» **RECORDS FOR THIS EXERCISE**
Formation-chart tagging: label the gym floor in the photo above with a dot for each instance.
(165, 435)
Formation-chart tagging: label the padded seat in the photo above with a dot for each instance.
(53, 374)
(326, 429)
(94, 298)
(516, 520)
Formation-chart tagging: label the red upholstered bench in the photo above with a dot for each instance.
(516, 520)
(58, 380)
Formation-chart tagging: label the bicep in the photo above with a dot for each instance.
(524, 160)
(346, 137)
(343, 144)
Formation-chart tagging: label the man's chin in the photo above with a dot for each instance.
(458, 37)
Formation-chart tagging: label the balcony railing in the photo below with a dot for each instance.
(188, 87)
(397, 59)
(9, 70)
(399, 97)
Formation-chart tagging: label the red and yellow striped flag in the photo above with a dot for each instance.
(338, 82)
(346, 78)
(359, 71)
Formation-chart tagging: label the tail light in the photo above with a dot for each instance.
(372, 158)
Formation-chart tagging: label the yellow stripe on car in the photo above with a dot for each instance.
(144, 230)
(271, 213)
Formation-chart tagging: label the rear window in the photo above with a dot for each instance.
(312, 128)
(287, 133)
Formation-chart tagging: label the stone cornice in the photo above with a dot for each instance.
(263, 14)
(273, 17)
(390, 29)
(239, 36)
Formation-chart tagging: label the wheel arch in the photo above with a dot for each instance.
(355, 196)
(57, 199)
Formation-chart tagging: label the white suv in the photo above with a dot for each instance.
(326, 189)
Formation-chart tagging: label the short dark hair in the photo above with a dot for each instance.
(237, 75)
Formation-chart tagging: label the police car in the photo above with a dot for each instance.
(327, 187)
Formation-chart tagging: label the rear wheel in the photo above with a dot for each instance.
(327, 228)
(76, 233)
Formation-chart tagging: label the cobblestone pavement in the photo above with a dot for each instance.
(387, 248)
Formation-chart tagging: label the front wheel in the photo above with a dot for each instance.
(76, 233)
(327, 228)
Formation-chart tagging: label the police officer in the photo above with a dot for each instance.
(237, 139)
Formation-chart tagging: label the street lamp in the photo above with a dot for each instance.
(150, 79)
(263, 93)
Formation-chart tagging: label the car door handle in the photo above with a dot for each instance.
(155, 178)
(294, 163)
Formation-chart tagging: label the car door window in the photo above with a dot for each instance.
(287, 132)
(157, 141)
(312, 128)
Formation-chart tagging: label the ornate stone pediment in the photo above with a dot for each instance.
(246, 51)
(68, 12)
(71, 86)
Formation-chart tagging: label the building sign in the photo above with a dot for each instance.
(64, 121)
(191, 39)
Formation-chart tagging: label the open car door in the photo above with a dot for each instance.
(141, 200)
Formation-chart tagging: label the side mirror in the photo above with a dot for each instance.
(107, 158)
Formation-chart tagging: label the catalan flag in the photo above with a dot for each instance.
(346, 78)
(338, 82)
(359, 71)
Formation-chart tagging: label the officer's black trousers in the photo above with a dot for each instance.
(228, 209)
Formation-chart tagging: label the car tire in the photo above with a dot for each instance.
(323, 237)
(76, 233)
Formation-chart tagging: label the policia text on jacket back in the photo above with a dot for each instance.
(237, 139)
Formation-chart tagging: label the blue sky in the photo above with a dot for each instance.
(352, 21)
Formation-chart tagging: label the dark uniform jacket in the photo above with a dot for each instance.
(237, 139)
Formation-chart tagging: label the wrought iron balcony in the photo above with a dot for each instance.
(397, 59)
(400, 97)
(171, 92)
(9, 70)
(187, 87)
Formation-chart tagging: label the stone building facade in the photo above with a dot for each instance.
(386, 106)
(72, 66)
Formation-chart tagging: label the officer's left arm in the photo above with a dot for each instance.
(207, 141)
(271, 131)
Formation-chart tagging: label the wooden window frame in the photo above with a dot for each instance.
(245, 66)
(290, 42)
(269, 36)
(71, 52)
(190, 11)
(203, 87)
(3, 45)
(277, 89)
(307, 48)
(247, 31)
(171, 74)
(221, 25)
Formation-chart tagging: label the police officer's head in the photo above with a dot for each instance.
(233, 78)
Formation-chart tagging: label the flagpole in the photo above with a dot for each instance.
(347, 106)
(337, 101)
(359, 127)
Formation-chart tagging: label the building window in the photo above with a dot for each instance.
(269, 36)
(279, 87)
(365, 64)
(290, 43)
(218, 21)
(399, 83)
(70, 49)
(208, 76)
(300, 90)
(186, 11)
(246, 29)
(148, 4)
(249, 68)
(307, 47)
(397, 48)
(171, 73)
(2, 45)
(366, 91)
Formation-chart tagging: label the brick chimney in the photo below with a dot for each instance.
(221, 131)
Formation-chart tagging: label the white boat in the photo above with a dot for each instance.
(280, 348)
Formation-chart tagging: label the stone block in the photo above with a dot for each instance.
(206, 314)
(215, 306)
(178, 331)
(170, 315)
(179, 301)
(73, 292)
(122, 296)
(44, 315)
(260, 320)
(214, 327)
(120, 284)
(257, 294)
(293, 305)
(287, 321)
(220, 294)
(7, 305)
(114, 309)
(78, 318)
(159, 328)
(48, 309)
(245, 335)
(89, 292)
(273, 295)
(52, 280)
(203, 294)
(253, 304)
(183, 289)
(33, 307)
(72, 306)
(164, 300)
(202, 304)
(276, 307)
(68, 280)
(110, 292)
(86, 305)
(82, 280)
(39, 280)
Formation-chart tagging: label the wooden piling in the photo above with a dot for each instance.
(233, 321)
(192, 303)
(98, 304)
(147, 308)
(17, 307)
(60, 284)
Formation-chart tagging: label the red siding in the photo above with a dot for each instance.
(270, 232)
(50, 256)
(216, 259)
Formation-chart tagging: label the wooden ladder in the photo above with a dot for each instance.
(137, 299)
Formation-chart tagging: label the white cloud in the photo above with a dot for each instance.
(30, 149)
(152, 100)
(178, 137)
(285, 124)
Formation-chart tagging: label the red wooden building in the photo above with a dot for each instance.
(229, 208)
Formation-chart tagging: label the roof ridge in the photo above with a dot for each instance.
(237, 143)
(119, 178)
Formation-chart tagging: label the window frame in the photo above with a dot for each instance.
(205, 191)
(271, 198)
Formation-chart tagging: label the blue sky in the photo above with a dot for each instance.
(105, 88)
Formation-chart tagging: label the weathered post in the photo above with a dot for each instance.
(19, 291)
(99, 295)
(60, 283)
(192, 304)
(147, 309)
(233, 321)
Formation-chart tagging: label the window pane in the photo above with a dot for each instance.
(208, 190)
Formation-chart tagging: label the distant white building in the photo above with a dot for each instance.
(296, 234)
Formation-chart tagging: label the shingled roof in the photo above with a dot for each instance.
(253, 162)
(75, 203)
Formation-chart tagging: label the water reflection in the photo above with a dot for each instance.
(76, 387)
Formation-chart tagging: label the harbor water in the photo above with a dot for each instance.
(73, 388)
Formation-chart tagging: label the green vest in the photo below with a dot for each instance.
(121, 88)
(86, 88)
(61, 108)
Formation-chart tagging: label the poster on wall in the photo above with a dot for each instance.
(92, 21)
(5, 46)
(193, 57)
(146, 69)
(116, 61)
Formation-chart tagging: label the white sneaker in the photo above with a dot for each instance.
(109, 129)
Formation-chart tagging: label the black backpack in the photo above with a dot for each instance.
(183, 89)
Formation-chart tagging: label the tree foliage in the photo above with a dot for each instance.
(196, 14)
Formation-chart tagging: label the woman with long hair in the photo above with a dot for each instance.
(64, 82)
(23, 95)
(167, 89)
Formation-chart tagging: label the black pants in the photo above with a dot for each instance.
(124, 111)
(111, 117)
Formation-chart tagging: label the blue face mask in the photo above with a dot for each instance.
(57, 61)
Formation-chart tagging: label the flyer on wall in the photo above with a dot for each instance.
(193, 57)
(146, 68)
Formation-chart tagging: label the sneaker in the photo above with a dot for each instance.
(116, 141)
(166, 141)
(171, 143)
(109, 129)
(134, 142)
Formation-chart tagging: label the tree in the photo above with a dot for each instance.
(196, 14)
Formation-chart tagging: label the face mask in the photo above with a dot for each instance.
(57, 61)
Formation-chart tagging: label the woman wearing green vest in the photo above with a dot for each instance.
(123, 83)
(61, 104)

» **WHAT THE TASK ASKS**
Arrange the lines from the one containing "Formation-chart tagging: label the black backpack" through the last line as a JSON list of strings, with one string per line and blank lines left out.

» **WRITTEN SOLUTION**
[
  "Formation-chart tagging: label the black backpack in the photo above with a dot for each instance.",
  "(183, 89)",
  "Formation-chart tagging: label the tree foliage in the photo above with a dot for each instance.",
  "(196, 14)",
  "Formation-chart tagging: label the woman with long hair in the photo above with a dot for each instance.",
  "(64, 82)",
  "(23, 95)",
  "(167, 89)",
  "Formation-chart tagging: label the black pants in the photo above with a dot for each instance.",
  "(124, 111)",
  "(111, 117)",
  "Formation-chart tagging: label the blue face mask in the photo above with a dot for each instance.",
  "(57, 61)",
  "Formation-chart tagging: label the flyer on wall in the photo above with a dot for each instance.",
  "(193, 57)",
  "(146, 68)",
  "Formation-chart tagging: label the sneaker in the photo above with a dot for each instance.",
  "(116, 141)",
  "(166, 141)",
  "(171, 143)",
  "(109, 129)",
  "(134, 142)",
  "Formation-chart tagging: label the tree in the photo above with a dot for each instance.",
  "(196, 14)",
  "Formation-chart tagging: label the face mask in the photo above with a dot for each instance.",
  "(57, 61)",
  "Formation-chart tagging: label the woman wearing green vest in the photo above with a dot for each instance.",
  "(123, 83)",
  "(61, 104)"
]